*Job A*.
Which lines in the entries below contain the word "grille"? Pull out each one in full.

Tuesday, 1 April 2014

Alastair Cook and The Monkey's Paw

The Monkey's Paw is a classic, short horror story by WW Jacobs. I first read it in a compendium that I got from the school book club, and I can still remember how terrified it made me. It's about a strange talisman that grants its owners three wishes. The couple that have it wish first for money, which they get when their son is killed in a factory accident. Their second wish is that their son be brought back to life, and their third to wish him away again when they hear his reanimated form hammering on their door in the middle of the night.

The story works entirely on the power of the imagination: all of the horror is suggested. If Jacobs had been asked to write an ending where the door is opened, whatever he had described could not have been as scary as the thought of what might be there.

It came to mind today when Alastair Cook made the classic error of telling the press that he could not explain the reasons for Kevin Pietersen's sacking, but that when they finally do come out (apparently at the end of a gagging order that runs until September), his decision would be revealed as 'brave' and 'correct'.

*Available data*.
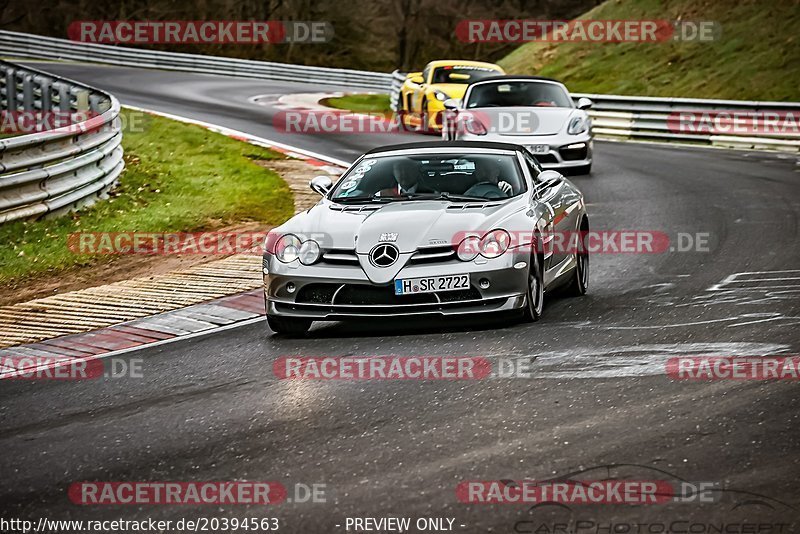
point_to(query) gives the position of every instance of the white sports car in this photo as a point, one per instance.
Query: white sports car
(526, 110)
(427, 229)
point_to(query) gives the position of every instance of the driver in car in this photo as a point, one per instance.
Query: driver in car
(406, 174)
(489, 184)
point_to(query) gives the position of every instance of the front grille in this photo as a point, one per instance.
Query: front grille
(316, 293)
(369, 295)
(460, 295)
(336, 256)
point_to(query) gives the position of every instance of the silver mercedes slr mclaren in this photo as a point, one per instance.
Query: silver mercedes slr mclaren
(427, 229)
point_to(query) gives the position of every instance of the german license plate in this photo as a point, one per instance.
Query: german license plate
(539, 149)
(431, 284)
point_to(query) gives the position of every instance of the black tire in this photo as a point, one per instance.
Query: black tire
(291, 326)
(580, 275)
(534, 291)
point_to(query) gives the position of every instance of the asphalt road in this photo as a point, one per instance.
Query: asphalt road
(210, 408)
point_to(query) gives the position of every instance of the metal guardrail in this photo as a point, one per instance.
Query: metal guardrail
(642, 118)
(58, 170)
(22, 45)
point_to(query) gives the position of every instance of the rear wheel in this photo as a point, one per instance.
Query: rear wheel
(292, 326)
(534, 295)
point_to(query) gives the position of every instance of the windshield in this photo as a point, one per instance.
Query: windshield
(461, 74)
(523, 93)
(455, 177)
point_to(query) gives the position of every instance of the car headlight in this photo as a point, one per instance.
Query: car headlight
(309, 252)
(495, 243)
(287, 248)
(469, 248)
(577, 125)
(492, 245)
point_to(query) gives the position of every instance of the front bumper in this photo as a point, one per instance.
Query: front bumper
(558, 156)
(334, 292)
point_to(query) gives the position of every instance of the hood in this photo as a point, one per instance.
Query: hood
(522, 121)
(417, 223)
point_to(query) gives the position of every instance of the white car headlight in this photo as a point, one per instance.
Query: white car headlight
(577, 125)
(309, 252)
(495, 243)
(287, 249)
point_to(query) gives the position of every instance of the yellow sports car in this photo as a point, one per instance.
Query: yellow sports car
(423, 93)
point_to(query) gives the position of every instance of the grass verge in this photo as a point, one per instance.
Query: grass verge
(360, 103)
(177, 178)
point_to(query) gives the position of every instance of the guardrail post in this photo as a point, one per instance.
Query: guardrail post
(58, 170)
(64, 97)
(28, 103)
(82, 100)
(47, 98)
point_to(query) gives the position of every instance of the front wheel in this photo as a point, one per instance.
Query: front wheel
(534, 294)
(292, 326)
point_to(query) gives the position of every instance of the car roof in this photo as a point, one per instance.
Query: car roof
(446, 145)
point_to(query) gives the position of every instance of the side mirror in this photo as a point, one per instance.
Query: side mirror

*Job B*.
Write out the passage of the post about Alastair Cook and The Monkey's Paw above, starting with "It came to mind" and going on through "as 'brave' and 'correct'.", word for word.

*Final answer A*.
point_to(query) gives the position of every instance of the front grille in this photo as a point, one per instance.
Query: front grille

*Final answer B*.
It came to mind today when Alastair Cook made the classic error of telling the press that he could not explain the reasons for Kevin Pietersen's sacking, but that when they finally do come out (apparently at the end of a gagging order that runs until September), his decision would be revealed as 'brave' and 'correct'.